Ejercicio escrito
Filtra los registros siguientes y copia cada línea que contenga la palabra "short".

Registros guardados
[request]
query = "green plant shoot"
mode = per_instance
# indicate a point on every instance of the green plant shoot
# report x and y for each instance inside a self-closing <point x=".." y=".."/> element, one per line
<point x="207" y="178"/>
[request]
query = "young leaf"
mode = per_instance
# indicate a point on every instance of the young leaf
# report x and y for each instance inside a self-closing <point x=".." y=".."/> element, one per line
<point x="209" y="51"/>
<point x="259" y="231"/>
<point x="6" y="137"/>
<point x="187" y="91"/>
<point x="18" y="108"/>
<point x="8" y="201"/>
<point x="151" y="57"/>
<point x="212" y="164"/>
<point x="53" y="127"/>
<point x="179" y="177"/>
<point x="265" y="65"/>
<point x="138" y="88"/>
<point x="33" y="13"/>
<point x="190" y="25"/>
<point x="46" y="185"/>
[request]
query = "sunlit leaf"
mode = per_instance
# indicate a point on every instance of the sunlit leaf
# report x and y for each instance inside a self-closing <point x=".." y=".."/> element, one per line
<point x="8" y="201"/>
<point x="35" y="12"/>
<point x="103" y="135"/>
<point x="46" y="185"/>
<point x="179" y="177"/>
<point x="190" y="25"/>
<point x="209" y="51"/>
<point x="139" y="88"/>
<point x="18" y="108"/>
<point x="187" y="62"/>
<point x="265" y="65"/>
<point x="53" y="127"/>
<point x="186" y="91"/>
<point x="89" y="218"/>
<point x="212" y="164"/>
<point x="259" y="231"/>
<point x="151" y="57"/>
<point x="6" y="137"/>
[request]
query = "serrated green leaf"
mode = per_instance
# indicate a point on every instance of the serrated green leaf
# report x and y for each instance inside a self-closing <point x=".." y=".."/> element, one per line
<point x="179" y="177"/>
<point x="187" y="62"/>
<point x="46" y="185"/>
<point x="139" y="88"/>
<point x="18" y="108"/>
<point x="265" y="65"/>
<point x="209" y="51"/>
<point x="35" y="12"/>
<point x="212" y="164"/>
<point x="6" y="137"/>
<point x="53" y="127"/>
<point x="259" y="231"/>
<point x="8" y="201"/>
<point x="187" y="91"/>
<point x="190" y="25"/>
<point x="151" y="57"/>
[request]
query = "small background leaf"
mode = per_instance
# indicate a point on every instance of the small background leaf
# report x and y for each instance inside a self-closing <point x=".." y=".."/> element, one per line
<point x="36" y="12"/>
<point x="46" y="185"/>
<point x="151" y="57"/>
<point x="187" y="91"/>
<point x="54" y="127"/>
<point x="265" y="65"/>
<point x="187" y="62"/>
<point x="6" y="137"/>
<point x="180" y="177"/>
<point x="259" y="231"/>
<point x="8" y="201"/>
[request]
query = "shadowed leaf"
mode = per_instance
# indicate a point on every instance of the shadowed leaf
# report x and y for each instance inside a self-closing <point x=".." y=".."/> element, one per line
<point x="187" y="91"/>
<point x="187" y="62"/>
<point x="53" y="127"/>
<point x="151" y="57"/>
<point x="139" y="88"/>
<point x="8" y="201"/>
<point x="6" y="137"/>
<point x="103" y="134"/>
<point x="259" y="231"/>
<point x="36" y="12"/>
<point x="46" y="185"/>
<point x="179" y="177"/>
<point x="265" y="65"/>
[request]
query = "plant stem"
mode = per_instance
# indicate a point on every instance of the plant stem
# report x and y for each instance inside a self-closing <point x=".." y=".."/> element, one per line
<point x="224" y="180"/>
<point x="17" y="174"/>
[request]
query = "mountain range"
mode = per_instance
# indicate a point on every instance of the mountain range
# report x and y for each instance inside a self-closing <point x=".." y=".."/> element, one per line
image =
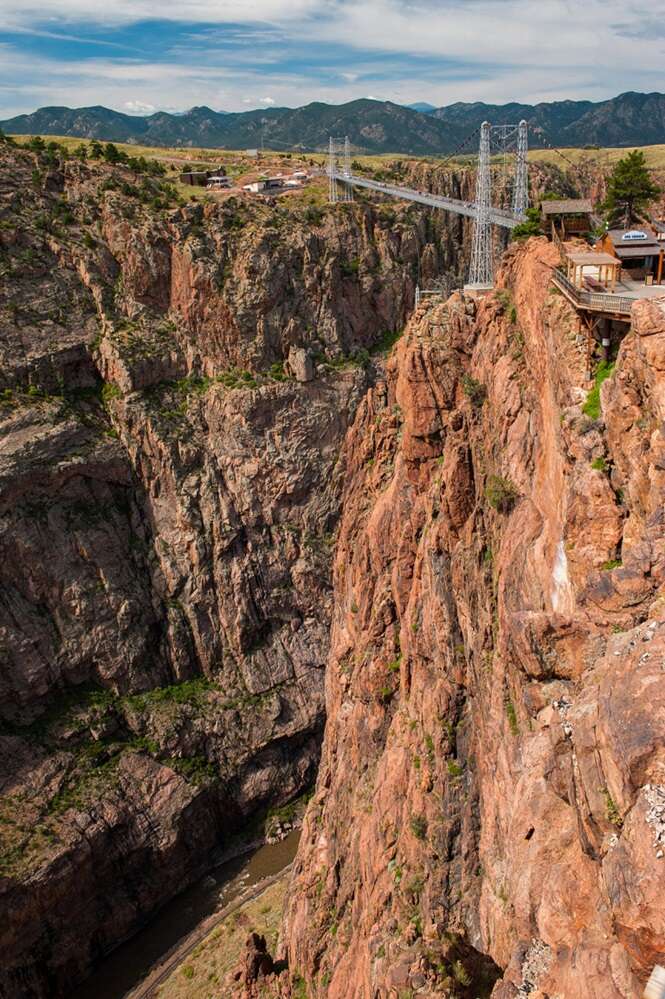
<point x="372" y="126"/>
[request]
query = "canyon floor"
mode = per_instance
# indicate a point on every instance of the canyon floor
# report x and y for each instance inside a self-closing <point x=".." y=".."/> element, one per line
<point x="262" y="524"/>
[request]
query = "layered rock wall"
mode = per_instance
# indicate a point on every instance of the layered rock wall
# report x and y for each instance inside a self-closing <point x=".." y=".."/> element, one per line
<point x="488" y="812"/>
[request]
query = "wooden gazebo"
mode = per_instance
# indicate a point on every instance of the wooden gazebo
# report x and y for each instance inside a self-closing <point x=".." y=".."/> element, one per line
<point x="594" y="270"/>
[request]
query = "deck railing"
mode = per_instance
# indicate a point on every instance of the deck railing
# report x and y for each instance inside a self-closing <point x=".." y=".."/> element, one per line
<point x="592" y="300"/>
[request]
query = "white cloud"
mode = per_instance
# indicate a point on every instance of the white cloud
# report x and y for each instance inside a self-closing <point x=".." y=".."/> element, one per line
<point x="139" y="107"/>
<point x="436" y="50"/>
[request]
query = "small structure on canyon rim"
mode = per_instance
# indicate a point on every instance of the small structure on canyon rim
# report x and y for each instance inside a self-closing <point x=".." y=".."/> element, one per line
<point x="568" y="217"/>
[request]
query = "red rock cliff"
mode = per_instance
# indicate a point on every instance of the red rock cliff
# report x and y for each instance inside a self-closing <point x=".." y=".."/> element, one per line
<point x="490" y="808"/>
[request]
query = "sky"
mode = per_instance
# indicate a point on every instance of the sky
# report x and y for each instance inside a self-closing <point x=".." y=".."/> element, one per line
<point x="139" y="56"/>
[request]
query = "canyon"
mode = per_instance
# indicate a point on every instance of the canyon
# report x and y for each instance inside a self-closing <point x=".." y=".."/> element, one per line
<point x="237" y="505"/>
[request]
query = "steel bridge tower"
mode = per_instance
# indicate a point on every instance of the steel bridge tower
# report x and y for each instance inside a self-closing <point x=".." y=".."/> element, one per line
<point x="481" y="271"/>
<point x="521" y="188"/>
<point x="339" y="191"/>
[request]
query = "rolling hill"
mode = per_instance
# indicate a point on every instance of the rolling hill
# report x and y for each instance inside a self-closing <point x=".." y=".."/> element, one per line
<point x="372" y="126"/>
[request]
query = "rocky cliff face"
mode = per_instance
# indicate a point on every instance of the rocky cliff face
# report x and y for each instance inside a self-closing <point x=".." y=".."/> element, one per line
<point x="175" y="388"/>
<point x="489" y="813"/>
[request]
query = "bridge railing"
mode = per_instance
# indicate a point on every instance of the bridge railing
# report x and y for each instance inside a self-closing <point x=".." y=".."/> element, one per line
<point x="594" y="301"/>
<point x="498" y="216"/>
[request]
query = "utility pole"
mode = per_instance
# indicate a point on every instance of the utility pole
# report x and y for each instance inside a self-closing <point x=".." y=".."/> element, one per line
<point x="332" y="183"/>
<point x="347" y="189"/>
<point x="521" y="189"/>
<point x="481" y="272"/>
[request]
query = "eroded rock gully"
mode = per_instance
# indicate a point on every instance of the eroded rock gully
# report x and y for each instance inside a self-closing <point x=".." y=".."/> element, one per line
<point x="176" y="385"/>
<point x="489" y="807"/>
...
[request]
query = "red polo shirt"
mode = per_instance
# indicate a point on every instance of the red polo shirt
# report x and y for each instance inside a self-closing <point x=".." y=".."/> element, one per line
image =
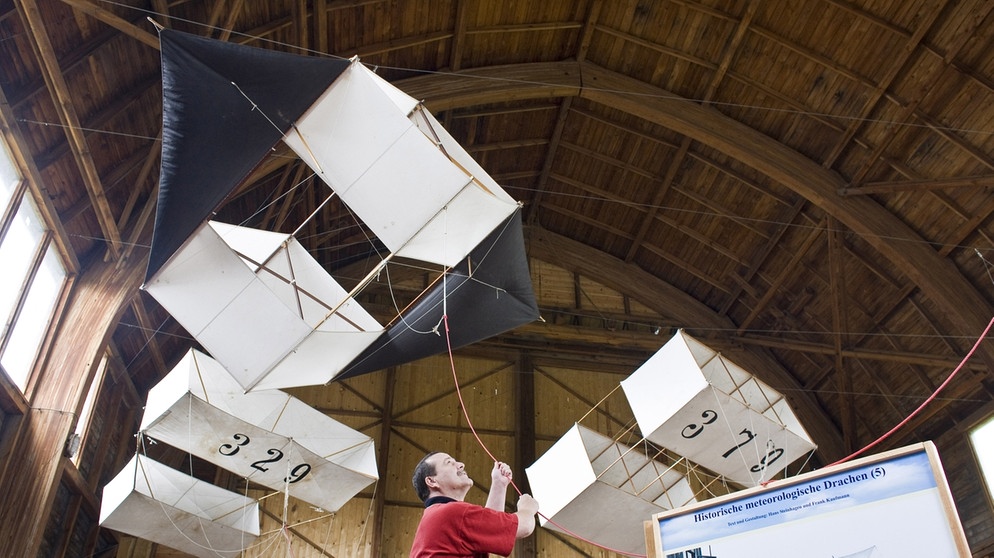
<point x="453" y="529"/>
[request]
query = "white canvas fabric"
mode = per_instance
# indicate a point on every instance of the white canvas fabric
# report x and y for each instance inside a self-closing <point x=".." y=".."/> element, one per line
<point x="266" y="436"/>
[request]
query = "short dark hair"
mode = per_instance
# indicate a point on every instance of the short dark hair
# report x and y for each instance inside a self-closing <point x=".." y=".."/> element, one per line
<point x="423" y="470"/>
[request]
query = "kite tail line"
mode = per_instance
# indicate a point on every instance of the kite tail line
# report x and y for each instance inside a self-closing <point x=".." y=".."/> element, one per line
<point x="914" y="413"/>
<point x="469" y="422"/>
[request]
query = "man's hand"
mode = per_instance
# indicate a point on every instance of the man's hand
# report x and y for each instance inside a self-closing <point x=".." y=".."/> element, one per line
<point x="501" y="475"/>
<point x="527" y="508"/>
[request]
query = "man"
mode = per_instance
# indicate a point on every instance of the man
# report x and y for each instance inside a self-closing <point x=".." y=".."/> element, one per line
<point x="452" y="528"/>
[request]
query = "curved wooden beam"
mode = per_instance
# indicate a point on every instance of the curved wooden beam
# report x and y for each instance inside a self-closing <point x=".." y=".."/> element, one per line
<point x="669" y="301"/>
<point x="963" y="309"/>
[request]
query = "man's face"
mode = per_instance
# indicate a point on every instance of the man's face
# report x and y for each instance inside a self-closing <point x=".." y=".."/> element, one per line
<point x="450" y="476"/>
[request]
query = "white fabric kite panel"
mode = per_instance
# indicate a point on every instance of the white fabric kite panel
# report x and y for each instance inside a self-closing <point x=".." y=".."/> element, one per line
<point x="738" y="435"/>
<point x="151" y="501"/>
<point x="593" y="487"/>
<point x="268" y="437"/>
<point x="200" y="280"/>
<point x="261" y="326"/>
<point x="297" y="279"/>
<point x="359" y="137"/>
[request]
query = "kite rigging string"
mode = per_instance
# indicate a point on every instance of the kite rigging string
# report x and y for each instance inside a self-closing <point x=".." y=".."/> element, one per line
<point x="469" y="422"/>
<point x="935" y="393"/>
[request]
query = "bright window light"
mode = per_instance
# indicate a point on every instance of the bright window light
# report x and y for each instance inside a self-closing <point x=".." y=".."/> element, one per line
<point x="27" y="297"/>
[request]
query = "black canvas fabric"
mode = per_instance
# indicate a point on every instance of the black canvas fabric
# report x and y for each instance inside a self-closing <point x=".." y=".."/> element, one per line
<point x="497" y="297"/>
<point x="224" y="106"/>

Resultado
query = "short dark hair"
# indicate a point on every instance of the short dark hair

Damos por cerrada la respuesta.